Copy the rows below exactly as they are. Start with the line that contains "pin: green wooden" and continue through the last row, including both ends.

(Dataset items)

◆ ◆ ◆ ◆ ◆

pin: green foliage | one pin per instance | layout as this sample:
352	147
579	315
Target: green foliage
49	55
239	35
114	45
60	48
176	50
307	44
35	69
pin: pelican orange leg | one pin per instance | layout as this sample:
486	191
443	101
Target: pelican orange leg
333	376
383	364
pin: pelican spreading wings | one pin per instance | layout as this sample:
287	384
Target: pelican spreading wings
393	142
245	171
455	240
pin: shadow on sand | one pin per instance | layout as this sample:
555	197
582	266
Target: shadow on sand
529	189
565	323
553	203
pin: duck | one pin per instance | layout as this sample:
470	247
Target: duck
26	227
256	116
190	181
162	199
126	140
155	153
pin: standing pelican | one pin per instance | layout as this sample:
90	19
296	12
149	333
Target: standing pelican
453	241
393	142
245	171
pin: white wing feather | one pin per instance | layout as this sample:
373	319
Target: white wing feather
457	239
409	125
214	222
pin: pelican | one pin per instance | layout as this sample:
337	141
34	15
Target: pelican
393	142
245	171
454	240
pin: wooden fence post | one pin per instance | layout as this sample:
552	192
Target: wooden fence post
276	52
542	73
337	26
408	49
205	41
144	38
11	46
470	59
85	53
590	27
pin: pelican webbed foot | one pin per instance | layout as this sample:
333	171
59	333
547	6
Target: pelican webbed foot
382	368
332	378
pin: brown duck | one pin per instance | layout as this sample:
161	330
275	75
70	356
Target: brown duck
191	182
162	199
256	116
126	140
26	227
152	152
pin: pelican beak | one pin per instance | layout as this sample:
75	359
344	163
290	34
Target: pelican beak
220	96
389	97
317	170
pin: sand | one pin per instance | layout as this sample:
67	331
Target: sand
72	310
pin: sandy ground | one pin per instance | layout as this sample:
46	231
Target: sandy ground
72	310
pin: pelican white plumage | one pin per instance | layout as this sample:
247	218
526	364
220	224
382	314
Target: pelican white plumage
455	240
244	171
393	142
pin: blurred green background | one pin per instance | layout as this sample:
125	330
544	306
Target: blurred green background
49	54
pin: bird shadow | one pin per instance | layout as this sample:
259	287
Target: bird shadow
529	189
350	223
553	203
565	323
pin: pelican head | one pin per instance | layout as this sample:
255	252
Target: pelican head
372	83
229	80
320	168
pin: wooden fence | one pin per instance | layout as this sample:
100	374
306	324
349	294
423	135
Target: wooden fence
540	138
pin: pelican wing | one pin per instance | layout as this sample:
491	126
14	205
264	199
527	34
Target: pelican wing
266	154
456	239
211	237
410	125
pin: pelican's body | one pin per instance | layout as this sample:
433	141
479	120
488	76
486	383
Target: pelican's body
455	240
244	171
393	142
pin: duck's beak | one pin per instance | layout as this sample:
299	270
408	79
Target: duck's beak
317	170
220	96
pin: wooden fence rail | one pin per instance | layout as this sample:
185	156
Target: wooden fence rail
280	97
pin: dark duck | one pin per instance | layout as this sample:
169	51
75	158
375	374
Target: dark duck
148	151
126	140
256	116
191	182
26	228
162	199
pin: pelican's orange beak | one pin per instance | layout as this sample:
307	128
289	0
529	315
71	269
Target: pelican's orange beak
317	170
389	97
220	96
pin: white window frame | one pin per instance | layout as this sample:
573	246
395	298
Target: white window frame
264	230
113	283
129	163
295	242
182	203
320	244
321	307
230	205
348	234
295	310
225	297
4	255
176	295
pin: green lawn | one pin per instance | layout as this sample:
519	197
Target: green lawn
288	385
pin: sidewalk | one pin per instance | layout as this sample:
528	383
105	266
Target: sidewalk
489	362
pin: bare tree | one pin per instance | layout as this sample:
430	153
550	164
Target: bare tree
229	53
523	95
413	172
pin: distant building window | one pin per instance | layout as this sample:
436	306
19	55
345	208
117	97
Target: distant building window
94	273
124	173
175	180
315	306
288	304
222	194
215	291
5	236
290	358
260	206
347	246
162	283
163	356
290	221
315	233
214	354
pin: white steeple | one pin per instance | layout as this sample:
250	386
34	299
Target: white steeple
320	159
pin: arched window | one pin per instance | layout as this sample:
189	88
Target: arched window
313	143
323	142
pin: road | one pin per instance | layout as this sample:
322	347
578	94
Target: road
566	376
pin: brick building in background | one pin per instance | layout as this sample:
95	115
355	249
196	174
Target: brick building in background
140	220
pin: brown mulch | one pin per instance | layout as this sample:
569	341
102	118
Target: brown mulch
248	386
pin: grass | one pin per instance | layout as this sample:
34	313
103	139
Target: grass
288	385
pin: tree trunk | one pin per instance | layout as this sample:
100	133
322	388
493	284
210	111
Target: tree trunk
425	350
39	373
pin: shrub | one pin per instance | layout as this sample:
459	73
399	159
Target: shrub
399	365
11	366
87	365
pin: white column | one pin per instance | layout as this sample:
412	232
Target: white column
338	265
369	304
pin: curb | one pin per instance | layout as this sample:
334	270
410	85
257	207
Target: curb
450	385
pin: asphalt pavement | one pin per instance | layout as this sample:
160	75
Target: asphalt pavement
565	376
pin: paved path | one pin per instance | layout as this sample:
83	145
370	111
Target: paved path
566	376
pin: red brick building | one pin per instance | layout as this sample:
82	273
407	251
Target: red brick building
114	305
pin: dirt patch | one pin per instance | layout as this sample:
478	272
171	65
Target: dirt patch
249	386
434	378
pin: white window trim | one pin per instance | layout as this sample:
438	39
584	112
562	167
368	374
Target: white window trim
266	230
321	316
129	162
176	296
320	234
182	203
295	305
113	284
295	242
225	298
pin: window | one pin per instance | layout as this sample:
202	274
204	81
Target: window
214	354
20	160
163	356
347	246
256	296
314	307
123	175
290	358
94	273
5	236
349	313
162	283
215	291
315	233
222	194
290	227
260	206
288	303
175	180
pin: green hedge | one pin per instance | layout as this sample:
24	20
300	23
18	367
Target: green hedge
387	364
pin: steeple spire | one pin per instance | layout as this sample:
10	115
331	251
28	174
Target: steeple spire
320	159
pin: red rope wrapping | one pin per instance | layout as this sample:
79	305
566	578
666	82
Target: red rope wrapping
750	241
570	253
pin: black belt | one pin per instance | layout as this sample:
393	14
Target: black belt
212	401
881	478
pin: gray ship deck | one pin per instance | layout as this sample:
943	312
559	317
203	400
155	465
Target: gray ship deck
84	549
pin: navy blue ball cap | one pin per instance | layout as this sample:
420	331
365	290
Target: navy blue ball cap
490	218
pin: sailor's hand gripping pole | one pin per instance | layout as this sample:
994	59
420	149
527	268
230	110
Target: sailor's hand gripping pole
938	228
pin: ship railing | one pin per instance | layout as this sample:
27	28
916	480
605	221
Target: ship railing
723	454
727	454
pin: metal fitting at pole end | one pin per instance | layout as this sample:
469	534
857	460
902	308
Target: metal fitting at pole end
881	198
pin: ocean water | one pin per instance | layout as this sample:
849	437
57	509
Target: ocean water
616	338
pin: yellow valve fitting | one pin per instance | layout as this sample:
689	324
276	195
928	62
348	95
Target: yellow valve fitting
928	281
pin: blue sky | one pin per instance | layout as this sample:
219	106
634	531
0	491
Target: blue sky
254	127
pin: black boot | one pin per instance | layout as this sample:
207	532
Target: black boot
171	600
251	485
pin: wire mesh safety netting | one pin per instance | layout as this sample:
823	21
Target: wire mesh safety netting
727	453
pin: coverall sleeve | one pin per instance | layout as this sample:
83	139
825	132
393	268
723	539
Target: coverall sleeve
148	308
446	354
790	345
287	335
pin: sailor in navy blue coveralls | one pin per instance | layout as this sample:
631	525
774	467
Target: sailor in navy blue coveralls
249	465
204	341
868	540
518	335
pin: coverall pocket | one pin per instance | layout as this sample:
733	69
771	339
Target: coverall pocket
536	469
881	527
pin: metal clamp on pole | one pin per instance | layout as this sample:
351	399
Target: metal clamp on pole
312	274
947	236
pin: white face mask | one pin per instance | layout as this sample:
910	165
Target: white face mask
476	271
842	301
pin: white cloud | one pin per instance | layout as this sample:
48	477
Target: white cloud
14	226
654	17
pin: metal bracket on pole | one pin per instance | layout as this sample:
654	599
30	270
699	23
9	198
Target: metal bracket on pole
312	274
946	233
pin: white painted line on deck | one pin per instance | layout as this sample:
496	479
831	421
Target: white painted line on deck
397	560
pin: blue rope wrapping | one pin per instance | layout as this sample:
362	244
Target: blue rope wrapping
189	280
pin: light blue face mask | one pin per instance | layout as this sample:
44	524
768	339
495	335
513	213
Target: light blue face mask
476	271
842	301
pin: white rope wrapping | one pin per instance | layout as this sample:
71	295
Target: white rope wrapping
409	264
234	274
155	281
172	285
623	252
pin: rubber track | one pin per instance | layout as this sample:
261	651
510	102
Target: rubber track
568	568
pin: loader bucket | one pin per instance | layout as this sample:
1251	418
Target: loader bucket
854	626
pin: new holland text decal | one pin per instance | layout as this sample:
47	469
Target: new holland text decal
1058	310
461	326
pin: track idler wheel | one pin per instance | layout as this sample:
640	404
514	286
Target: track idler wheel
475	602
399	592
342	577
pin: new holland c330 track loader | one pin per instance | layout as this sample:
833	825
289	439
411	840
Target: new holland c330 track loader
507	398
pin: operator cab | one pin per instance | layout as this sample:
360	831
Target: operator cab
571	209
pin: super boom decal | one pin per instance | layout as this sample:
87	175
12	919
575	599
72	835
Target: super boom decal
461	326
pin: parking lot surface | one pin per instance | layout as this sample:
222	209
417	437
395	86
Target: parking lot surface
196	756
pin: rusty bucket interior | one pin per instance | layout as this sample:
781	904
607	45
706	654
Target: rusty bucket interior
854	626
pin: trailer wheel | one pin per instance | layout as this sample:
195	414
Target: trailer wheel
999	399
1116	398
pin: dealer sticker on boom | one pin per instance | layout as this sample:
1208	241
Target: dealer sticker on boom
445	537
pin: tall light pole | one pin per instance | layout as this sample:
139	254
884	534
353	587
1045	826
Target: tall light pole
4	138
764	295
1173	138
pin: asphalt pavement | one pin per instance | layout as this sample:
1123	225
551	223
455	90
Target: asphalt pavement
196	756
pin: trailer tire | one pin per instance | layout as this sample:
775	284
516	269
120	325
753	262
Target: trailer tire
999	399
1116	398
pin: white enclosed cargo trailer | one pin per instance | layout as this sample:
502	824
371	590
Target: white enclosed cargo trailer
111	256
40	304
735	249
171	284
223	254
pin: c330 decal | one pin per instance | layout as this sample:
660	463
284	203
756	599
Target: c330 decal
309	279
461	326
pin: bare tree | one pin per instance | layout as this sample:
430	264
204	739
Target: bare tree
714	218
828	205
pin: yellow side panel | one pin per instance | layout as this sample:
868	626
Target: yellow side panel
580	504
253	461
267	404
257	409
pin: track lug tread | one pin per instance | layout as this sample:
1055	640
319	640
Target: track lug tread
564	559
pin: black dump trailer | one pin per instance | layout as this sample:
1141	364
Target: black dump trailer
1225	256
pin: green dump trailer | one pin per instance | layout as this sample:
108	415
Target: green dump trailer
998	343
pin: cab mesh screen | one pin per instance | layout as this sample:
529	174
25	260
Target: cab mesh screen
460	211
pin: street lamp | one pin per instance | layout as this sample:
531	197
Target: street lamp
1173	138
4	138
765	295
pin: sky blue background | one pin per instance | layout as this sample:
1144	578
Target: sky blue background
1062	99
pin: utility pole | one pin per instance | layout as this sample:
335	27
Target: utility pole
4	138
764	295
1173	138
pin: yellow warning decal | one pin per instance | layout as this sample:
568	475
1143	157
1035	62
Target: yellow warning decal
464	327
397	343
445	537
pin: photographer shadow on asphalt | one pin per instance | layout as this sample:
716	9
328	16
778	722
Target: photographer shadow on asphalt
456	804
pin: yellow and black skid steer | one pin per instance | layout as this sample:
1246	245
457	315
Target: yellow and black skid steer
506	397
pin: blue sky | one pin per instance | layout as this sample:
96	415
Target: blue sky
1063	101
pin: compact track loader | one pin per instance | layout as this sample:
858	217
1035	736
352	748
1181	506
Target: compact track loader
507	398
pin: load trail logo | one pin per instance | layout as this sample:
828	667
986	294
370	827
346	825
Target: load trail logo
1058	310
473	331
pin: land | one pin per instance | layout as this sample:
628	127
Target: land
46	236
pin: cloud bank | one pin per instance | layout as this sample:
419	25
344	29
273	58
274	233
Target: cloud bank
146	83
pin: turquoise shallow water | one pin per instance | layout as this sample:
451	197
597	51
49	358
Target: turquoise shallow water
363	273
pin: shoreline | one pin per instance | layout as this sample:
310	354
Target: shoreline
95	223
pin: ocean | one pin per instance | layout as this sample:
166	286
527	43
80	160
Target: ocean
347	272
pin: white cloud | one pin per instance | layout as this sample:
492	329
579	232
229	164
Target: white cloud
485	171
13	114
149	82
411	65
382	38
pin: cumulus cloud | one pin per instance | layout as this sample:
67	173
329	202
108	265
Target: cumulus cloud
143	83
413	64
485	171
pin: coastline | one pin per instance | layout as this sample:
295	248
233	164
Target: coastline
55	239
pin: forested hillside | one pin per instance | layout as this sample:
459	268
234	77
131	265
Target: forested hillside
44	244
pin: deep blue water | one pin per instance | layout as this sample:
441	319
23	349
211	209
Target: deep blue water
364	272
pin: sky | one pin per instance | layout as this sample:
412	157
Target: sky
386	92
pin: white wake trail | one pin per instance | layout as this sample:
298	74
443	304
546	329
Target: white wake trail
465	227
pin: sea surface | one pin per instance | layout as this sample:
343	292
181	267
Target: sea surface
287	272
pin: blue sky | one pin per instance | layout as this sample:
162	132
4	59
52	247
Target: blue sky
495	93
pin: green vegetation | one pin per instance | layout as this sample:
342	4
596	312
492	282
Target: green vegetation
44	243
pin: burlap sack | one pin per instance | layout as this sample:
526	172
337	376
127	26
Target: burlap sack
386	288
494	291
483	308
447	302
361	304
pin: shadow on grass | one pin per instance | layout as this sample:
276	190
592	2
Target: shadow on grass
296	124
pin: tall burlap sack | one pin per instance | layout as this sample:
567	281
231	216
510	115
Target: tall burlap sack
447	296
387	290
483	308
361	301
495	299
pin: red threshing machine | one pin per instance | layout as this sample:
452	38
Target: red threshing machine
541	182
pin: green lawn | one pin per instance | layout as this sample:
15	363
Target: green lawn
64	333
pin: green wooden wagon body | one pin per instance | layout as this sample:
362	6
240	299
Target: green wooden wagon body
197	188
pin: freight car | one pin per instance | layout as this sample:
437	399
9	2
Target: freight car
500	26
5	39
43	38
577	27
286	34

◆ ◆ ◆ ◆ ◆

§ **Exercise output**
pin: green wooden wagon body | one pin per instance | layout as this sample:
362	6
240	299
Target: green wooden wagon body
197	188
pin: freight car | one pin per instance | layout as this sample:
437	399
9	2
Target: freight car
500	26
5	39
43	38
577	27
286	34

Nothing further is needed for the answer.